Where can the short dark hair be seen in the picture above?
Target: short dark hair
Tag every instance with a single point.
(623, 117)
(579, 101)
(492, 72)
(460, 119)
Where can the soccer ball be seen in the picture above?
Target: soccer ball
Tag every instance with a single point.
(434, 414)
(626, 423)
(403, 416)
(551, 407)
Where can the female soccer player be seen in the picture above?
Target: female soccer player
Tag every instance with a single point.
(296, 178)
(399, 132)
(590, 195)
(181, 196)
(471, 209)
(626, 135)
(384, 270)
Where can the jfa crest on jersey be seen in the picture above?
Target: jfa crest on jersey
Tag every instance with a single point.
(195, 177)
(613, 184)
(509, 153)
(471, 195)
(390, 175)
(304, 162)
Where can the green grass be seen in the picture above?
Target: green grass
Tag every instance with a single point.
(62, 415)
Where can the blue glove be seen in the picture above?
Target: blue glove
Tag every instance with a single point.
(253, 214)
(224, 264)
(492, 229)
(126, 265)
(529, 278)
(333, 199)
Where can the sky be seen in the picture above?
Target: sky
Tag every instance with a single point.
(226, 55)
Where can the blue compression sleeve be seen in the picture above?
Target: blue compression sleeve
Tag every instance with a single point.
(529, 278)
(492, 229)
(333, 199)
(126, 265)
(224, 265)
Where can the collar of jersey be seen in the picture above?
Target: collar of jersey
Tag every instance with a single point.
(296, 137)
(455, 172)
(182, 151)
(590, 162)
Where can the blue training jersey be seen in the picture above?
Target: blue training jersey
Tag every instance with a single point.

--------------------------------

EXERCISE:
Look over the records. Copy the lines that include the word "glove".

ANSWER SPACE:
Where can the blue glove be seen in the picture above?
Target: blue glove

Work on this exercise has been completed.